Extracted entries Start Marker
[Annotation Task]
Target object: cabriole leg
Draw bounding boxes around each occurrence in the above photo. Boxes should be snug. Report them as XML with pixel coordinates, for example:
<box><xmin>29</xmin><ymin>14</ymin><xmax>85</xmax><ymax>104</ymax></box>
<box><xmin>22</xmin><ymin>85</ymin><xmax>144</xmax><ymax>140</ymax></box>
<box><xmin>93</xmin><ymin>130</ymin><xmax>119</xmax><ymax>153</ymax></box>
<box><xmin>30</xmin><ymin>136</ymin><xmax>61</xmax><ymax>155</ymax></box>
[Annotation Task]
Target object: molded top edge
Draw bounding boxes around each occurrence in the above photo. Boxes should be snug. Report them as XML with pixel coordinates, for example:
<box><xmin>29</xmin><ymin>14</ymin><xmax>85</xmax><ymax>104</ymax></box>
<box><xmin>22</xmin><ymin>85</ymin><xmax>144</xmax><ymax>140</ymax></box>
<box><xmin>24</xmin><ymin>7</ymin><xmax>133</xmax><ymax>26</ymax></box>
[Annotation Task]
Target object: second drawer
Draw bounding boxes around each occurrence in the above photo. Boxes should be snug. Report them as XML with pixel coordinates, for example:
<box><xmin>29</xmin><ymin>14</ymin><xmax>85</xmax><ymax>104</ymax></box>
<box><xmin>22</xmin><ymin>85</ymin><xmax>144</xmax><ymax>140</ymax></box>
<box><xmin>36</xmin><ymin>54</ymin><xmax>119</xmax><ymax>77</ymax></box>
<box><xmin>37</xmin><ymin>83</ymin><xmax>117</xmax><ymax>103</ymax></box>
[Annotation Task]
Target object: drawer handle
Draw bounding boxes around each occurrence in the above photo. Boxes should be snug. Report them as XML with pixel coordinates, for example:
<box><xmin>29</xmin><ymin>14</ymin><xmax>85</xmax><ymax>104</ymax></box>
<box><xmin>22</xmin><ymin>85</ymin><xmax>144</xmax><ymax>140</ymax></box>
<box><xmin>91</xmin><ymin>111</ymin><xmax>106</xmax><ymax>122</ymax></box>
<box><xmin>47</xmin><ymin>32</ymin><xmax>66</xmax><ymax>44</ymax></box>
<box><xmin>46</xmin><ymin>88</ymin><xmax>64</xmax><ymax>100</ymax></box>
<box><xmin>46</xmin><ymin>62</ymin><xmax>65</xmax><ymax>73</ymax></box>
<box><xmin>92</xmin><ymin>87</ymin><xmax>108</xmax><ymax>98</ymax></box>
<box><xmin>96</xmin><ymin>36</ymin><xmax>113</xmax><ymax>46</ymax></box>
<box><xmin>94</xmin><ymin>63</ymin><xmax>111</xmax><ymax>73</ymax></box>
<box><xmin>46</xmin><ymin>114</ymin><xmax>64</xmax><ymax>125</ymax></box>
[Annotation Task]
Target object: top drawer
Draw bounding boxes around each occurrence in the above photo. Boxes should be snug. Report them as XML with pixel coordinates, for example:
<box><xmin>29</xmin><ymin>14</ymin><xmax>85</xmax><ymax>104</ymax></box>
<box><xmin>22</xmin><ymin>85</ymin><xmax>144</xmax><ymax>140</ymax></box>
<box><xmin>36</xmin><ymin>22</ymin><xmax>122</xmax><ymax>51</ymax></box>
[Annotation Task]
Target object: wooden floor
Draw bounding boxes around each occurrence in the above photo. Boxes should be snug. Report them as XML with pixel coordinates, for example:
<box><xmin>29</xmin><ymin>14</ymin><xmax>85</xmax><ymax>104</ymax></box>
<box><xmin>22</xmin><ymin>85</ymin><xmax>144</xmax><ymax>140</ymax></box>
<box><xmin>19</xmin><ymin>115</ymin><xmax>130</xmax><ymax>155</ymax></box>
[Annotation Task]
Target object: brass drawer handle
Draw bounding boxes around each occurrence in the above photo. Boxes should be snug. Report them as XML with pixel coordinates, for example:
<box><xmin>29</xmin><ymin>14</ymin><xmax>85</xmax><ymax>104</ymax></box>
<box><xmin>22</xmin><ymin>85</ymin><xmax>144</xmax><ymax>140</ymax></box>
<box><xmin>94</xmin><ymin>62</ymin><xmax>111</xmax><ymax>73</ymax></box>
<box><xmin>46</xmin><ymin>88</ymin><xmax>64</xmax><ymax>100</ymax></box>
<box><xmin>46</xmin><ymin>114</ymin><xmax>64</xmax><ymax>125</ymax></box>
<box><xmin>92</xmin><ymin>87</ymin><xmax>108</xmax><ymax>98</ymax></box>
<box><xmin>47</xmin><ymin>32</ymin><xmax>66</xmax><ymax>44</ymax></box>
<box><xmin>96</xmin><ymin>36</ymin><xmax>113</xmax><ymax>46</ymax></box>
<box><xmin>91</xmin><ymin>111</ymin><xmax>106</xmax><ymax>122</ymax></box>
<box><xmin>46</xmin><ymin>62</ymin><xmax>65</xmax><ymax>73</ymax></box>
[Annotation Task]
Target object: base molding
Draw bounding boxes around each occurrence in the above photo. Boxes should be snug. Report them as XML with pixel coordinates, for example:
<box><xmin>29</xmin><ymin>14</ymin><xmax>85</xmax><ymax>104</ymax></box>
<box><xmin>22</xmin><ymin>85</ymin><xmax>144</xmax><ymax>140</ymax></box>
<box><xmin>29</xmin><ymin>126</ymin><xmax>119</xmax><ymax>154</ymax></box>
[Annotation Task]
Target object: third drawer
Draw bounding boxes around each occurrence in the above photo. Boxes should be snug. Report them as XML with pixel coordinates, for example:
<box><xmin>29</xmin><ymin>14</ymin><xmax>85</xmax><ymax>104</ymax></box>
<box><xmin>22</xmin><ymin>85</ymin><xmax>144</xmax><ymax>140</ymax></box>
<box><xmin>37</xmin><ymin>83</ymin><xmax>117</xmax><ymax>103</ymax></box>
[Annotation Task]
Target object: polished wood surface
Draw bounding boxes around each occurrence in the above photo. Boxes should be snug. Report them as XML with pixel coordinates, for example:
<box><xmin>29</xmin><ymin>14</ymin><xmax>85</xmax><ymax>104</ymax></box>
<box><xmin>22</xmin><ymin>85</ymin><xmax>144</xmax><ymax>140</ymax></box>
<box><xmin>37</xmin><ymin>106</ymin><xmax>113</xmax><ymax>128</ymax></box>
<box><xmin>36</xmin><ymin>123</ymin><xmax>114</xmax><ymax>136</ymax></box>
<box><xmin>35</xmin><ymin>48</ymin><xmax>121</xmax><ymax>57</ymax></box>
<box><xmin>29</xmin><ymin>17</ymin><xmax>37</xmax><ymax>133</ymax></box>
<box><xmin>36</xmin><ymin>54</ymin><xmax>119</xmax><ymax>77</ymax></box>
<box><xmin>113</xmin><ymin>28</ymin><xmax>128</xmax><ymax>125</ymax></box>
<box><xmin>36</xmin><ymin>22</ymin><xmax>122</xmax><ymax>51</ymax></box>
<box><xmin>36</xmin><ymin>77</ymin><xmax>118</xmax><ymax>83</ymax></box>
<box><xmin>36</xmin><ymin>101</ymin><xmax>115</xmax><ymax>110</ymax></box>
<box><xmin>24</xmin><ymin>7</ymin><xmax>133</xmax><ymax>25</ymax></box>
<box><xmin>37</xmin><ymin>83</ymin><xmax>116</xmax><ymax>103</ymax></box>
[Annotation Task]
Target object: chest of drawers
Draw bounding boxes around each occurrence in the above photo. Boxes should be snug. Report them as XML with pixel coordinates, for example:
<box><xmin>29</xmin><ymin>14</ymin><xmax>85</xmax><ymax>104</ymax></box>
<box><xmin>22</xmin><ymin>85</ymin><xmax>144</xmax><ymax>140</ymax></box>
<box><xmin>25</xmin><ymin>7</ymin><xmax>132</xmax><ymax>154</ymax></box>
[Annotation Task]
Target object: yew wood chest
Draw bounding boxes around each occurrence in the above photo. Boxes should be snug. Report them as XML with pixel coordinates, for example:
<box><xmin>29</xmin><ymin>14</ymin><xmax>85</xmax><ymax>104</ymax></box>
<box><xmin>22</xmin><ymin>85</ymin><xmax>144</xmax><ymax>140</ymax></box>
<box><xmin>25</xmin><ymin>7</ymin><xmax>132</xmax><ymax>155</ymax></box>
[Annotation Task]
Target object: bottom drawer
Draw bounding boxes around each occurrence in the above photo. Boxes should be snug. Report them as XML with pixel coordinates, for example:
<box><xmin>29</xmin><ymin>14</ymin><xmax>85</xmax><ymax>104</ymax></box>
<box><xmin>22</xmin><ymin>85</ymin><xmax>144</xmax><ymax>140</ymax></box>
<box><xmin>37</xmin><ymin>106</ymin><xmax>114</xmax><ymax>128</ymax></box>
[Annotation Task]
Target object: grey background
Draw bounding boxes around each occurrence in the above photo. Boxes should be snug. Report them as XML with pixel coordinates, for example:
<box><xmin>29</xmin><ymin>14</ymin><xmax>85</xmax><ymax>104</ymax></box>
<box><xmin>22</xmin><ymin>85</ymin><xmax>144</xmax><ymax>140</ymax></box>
Extracted entries End Marker
→ To do: Please give the number of lines in the listing above that contain the string "chest", without anything else.

→ Your solution: 2